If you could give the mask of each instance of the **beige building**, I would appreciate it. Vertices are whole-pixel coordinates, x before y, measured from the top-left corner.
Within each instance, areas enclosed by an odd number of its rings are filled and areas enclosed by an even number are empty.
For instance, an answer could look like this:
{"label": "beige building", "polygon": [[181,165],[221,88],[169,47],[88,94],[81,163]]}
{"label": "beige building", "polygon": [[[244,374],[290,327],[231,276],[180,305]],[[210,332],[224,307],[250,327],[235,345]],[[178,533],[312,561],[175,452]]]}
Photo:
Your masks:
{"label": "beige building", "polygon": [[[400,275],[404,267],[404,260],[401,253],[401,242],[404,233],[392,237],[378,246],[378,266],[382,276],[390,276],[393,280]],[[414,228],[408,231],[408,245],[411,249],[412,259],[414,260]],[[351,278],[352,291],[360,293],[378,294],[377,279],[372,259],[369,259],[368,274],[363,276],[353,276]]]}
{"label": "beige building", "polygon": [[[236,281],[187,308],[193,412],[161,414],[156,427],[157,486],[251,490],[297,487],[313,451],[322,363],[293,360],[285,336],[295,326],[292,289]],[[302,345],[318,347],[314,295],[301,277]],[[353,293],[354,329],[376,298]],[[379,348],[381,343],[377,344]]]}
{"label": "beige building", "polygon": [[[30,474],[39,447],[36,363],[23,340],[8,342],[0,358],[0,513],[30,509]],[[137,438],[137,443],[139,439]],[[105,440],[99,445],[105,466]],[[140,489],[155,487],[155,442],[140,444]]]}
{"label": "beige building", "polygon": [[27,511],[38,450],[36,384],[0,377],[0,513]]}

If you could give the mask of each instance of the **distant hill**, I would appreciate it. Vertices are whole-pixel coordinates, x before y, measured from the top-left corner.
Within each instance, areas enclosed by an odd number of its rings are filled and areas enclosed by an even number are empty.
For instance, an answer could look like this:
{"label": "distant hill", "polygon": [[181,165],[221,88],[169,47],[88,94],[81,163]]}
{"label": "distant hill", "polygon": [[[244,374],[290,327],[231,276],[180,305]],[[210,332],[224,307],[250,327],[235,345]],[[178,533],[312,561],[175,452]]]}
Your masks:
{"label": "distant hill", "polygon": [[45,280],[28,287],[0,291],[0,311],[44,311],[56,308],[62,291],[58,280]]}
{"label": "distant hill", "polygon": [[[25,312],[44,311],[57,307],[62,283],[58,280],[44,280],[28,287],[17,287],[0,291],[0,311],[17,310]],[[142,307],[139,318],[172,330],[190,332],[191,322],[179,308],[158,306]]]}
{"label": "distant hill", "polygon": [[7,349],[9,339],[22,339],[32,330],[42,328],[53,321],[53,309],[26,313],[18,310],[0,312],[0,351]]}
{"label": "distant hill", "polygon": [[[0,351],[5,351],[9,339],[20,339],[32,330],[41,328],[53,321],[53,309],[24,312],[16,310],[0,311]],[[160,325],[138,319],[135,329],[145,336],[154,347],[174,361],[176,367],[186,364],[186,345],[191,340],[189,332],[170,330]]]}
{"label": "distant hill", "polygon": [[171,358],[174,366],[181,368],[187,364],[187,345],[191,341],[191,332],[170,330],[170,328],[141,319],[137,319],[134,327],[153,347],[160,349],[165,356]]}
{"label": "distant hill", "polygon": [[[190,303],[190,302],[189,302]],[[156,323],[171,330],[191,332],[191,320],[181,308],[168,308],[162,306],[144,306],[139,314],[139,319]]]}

★ ★ ★ ★ ★

### Assignment
Would you set down every entry again, exactly?

### Exercise solution
If you could give the mask of each instance of the **beige building**, I would appreciate it. Vertices are whole-pixel coordinates, x before y, measured from the top-left corner.
Within each instance, areas enclosed by an odd number of its rings are filled and areas enclosed by an even number are empty.
For instance, an answer could look like this:
{"label": "beige building", "polygon": [[181,165],[221,88],[169,47],[88,94],[81,163]]}
{"label": "beige building", "polygon": [[[244,374],[290,327],[231,276],[180,305]],[[210,332],[224,307],[250,327],[235,345]],[[178,533],[312,561],[175,452]]]}
Photo:
Your masks:
{"label": "beige building", "polygon": [[[400,275],[404,267],[404,260],[401,253],[401,242],[404,233],[392,237],[378,246],[378,266],[382,276],[390,276],[393,280]],[[414,228],[408,231],[408,245],[411,249],[412,259],[414,260]],[[351,278],[352,291],[360,293],[378,294],[377,279],[372,259],[369,259],[368,274],[363,276],[353,276]]]}
{"label": "beige building", "polygon": [[[236,281],[187,308],[193,412],[161,414],[156,427],[157,486],[251,490],[297,487],[313,451],[322,363],[293,360],[285,336],[295,326],[292,289]],[[302,345],[318,347],[314,295],[301,277]],[[353,293],[354,329],[376,298]],[[379,348],[381,343],[377,344]]]}
{"label": "beige building", "polygon": [[[30,474],[39,447],[36,363],[23,340],[8,342],[0,358],[0,513],[30,509]],[[137,438],[137,443],[139,439]],[[105,440],[99,445],[105,466]],[[140,489],[155,487],[155,442],[140,444]]]}
{"label": "beige building", "polygon": [[27,511],[38,450],[36,384],[0,377],[0,513]]}

If you could give the mask of each instance of the **distant hill**, I would appreciate it. Vertices are whole-pixel coordinates, x before y, measured from the top-left corner.
Within each instance, areas enclosed by an odd number of its rings are filled and areas enclosed by an even number are empty.
For instance, an answer could look like this:
{"label": "distant hill", "polygon": [[181,165],[221,88],[169,47],[88,94],[81,163]]}
{"label": "distant hill", "polygon": [[[244,374],[290,327],[231,276],[180,305]],[[210,332],[224,307],[250,327],[235,345]],[[178,533],[312,561],[175,452]]]}
Your masks:
{"label": "distant hill", "polygon": [[45,280],[28,287],[0,291],[0,311],[44,311],[56,308],[62,291],[58,280]]}
{"label": "distant hill", "polygon": [[[25,312],[44,311],[57,307],[62,283],[58,280],[44,280],[28,287],[17,287],[0,291],[0,311],[17,310]],[[142,307],[139,318],[172,330],[190,332],[191,322],[179,308],[158,306]]]}
{"label": "distant hill", "polygon": [[7,349],[9,339],[22,339],[32,330],[42,328],[53,321],[53,309],[26,313],[18,310],[0,312],[0,351]]}
{"label": "distant hill", "polygon": [[[0,351],[5,351],[9,339],[20,339],[32,330],[41,328],[53,321],[53,309],[24,312],[16,310],[0,311]],[[160,325],[138,319],[135,329],[145,336],[154,347],[174,361],[176,367],[186,364],[186,345],[191,340],[189,332],[170,330]]]}
{"label": "distant hill", "polygon": [[171,358],[174,366],[181,368],[187,364],[187,345],[191,341],[191,332],[170,330],[170,328],[141,319],[137,319],[134,327],[153,347],[160,349],[165,356]]}
{"label": "distant hill", "polygon": [[[190,303],[190,302],[189,302]],[[156,323],[171,330],[191,332],[191,320],[181,308],[168,308],[162,306],[144,306],[139,314],[139,319]]]}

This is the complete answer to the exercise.